■ Texte source
○ ○ ○ ○

Certains nous prédisent la fin de l’histoire depuis des lustres. Qu’on se rassure, du côté du neuvième art, l’histoire avec un grand H est et sera encore longtemps la matière première des auteurs, une source d’inspiration inépuisable et un voyage sans fin pour les lecteurs. En mode biographie, documentaire ou fiction, ce genre littéraire se porte à merveille. La preuve avec cette sélection de livres sortis ces derniers mois…
On commence avec la très belle série De Gaulle dont le deuxième volet vient de sortir aux éditions Glénat. Quatre petits mois d’attente seulement pour retrouver ce grand personnage de l’histoire de France avec à la plume et aux pinceaux Mathieu Gabella (scénario), Frédérique Beau-Dufour (historienne), Christophe Regnault (Story-board) et Michaël Malatini (dessin). Le premier volet retraçait la période allant de la jeunesse de De Gaulle jusqu’à son départ pour Londres. On le retrouve ici au micro de la BBC le 18 juin 1940 lançant son célèbre appel à continuer le combat contre l’ennemi allemand. Ce deuxième volet s’achève avec la libération de Paris. Un dossier d’une petite dizaine de pages accompagne le récit et finit judicieusement de nous plonger dans cette époque sombre de l’histoire de France. Une très belle biographie prévue en trois volets, co-éditée par Glénat et Fayard dans la collection Ils ont fait l’histoire (De Gaulle tome 2, de Gabella, Renault, Malatini et Neau-Dufour. Glénat / Fayard. 14,50€).
Huit mois, trois tomes, une affaire rondement menée par Damour au dessin, Vincent Brugeas et Emmanuel Herzet au scénario. La Cagoule, comme son nom l’indique nous entraîne dans la France des années 30, celle du Front populaire, et bien sûr celle de La Cagoule, organisation secrète anti-républicaine, anti-communiste et anti-sémite fondée en 1936 par les anciens membres d’Action Française. Le récit, mélange de fiction et de réalité, se présente comme un polar autour de personnages ayant réellement existé, notamment le policier Pierre Mondanel ou les politiciens Marx Dormoy et Roger Salengro (La Cagoule, un fascisme à la française, de Brugeas et Herzet. 3 tomes. 14,95€ chaque).

○ ○ ○ ○

■ Tâches demandées
(a) Dans l'article sur la bande dessinée historique, sur quel événement s'achève le deuxième volet de la série De Gaulle ?
(b) Quels personnages ayant réellement existé l'article sur la bande dessinée historique cite-t-il à propos du récit La Cagoule ?
(c) Rédigez la suite de l'article sur la bande dessinée historique, à partir de sa dernière phrase.

■ Données enregistrées
○ ○ ○ ○

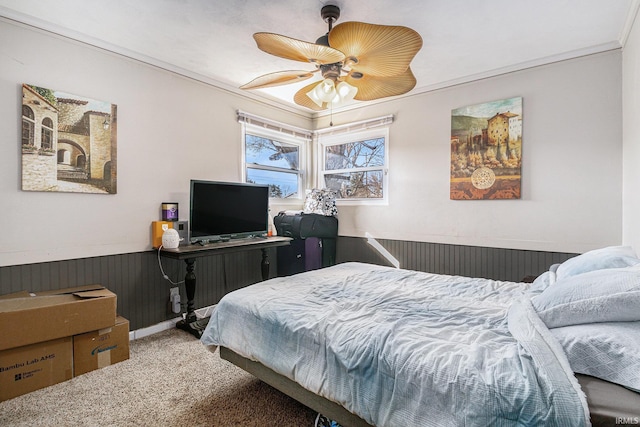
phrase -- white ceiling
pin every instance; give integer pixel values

○ ○ ○ ○

■ Réponses fournies
(a) Il s'achève avec la libération de Paris.

(b) Le policier Pierre Mondanel, Marx Dormoy et Roger Salengro.

(c)
Berlin, avril 1945. La ville n’est plus qu’un immense champ de ruine. Les derniers habitants sont prostrés dans les caves, il n’y a plus d’eau potable, plus d’électricité, plus de téléphone, plus de transports et plus de pain. Les enfants hurlent de faim, les adultes tremblent de peur. Et au milieu de tout ça, deux femmes, l’Allemande Ingrid et la Russe Evgeniya. La première a assisté impuissante à la chute de Berlin, la deuxième est arrivée avec l’armée soviétique, avec la mission de reconnaître les restes d’Hitler. Une rencontre improbable qui donnera naissance à une amitié sincère dépassant les clivages nés de la guerre. Un récit fort et poignant qui aborde une thématique inhabituelle en BD et ailleurs à travers ces deux femmes, le tout avec une mise en images de caractère. Magistral ! (Seules à Berlin, de Nicolas Juncker. Casterman. 25€)
On reste en Allemagne avec Le banquier du Reich, un récit de Pierre Boisserie et Philippe Guillaume au scénario, de Cyrille Ternon au dessin, qui retrace la vie d’Hjalmar Schacht. Considéré comme l’un des plus grands économistes de tous les temps, cet homme est connu pour avoir mis un terme à l’hyperinflation allemande de 1923, puis sorti l’Allemagne de la grande crise des années 1930 et surtout pesé sur le succès du régime nazi en devenant son ministre de l’économie. Personnage ambigüe qui fut arrêté et déporté après l’attentat manqué de juillet 1944 contre Hitler, Hjalmar Schacht fut acquitté, à tort pour beaucoup, lors de sa comparution devant le tribunal de Nuremberg. Une biographie solidement documentée prévue en deux tomes ! (Le banquier du Reich, de Boisserie, Guillaume et Ternon. Glénat. 14,50€)
D’une guerre à l’autre, la série d’Alfio Buscaglia et Philippe Richelle, dont le deuxième volet – sur les cinq prévus – est sorti en mars nous embarque dans l’Algérie des années 50 pour une fiction ancrée dans ce qu’on appelait à l’époque « les événements » le tout à travers les parcours de quatre personnages fictifs qui sont unis par les liens de l’enfance. Des histoires d’amour et de haine, d’amitié et de trahison sur fond d’opérations militaires, d’actes terroristes, d’exécutions sommaires et de tortures. Réaliste, documenté, couvrant toute la période depuis les prémices du conflit jusqu’à son épilogue, Algérie, une guerre française permet d’aborder cette période sombre de l’histoire de France tout en se divertissant. Une belle réussite ! (Algérie, une guerre française, Alfio Buscaglia et Philippe Richelle. Glénat. 14,50€)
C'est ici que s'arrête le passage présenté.